Extrait du texte
"""

Ferran Adrià :
Sweet Success
A le voir sur la couverture de Times Magazine en compagnie George W. Bush, Nicole Kidman et Nelson Mandela, on pourrait croire qu’il a un égo surdimensionné. Erreur ! Ferran Adrià nous reçoit dans son atelier de Barcelone, en toute simplicité.
Le génie ingénu
Pour comprendre comment Ferran Adrià a su rester si humble malgré son triomphe planétaire, il suffi t de l’écouter vous raconter comme le succès est arrivé « par chance ». Il n’a jamais voulu devenir un grand chef. Il ne rêve pas d’amasser des millions. Ses moteurs sont la liberté et la satisfaction du travail bien fait avec son équipe. De la chance, il en faut pour déguster ses créations : chaque année, plus d’un million de personnes cherchent à réserver une table dans son restaurant, « ElBulli ». Seuls 8 000 chanceux feront le trajet jusqu’à Cala Montjoi, à deux heures au nord de Barcelone. La superbe crique est accessible en bateau, mais le trajet par la route constitue une véritable mise en condition : la route n’en finit pas de rétrécir et de serpenter.

"""

(Une série d'enregistrements)
"""

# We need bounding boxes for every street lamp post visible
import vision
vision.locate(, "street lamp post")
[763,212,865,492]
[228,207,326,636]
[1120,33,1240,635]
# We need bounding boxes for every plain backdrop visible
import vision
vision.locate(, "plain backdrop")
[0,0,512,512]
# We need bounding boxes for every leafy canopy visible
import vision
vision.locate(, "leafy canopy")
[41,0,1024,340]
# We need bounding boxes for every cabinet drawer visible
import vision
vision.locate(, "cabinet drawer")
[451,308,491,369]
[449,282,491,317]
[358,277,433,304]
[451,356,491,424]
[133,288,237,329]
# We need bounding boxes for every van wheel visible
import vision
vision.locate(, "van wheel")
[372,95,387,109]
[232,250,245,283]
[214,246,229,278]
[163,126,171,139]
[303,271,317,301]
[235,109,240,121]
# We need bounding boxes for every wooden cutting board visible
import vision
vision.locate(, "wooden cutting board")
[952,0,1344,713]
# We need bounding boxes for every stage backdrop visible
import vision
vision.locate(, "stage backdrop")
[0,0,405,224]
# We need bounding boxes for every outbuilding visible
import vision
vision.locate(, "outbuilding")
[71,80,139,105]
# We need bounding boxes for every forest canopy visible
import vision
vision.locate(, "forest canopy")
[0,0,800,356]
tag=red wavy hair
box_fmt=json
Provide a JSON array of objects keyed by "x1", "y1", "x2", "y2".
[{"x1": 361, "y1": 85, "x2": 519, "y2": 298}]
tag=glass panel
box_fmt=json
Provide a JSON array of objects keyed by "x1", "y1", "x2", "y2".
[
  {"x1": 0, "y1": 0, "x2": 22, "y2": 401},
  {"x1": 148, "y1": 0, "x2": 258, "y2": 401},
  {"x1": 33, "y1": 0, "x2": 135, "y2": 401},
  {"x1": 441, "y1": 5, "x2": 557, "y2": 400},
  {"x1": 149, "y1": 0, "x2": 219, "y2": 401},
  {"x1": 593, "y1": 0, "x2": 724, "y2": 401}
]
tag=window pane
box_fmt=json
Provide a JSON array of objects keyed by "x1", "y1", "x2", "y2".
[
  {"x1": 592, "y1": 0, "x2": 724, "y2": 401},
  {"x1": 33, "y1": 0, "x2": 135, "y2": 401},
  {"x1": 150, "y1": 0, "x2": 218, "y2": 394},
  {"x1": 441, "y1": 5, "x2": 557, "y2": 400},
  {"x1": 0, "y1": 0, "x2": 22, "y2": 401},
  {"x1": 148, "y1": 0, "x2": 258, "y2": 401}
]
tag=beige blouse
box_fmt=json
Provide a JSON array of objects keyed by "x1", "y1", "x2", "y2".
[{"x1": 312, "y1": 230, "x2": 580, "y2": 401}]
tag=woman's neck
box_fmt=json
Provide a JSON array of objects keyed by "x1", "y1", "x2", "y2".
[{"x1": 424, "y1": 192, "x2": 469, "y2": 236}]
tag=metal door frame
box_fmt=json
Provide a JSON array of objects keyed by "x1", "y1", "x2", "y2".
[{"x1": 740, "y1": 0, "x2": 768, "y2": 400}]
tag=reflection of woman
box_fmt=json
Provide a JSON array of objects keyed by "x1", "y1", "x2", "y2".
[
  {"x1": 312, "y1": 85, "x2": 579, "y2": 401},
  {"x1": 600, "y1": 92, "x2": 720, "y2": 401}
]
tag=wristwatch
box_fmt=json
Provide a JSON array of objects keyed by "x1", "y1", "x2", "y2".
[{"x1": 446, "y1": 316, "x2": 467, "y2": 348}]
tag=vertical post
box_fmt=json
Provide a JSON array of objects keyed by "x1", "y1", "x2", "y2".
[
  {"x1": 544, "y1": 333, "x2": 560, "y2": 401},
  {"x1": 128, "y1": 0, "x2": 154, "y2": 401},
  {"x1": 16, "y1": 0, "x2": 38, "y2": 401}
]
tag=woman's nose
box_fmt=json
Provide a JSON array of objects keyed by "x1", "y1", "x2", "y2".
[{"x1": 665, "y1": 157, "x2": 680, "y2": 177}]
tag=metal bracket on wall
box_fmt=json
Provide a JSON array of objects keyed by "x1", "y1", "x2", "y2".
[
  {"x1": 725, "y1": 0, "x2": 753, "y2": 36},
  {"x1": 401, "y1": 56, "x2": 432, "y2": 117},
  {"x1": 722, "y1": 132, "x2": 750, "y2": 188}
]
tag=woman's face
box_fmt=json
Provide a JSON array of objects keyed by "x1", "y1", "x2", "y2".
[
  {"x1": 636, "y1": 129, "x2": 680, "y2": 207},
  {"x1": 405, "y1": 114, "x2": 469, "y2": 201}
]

"""

À faire
1. Résumez en deux phrases l'article sur Ferran Adrià.
2. Répondez, s'il vous plaît, aux questions suivantes sur l'article consacré à Ferran Adrià.
(a) Dans quelle ville se trouve l'atelier où Ferran Adrià reçoit ?
(b) Combien de personnes cherchent chaque année à réserver une table à ElBulli ?
(c) Outre la route, par quel moyen la crique est-elle accessible ?

Corrigé par tâche
1. Malgré un succès mondial qui l'a mené en couverture de Times Magazine, Ferran Adrià reste humble : il raconte que le succès est arrivé « par chance » et se dit mû par la liberté et la satisfaction du travail bien fait avec son équipe. Chaque année, plus d'un million de personnes cherchent à réserver une table dans son restaurant, ElBulli, mais seules 8 000 feront le trajet jusqu'à Cala Montjoi, à deux heures au nord de Barcelone.

2.
(a) À Barcelone.
(b) Plus d'un million.
(c) En bateau.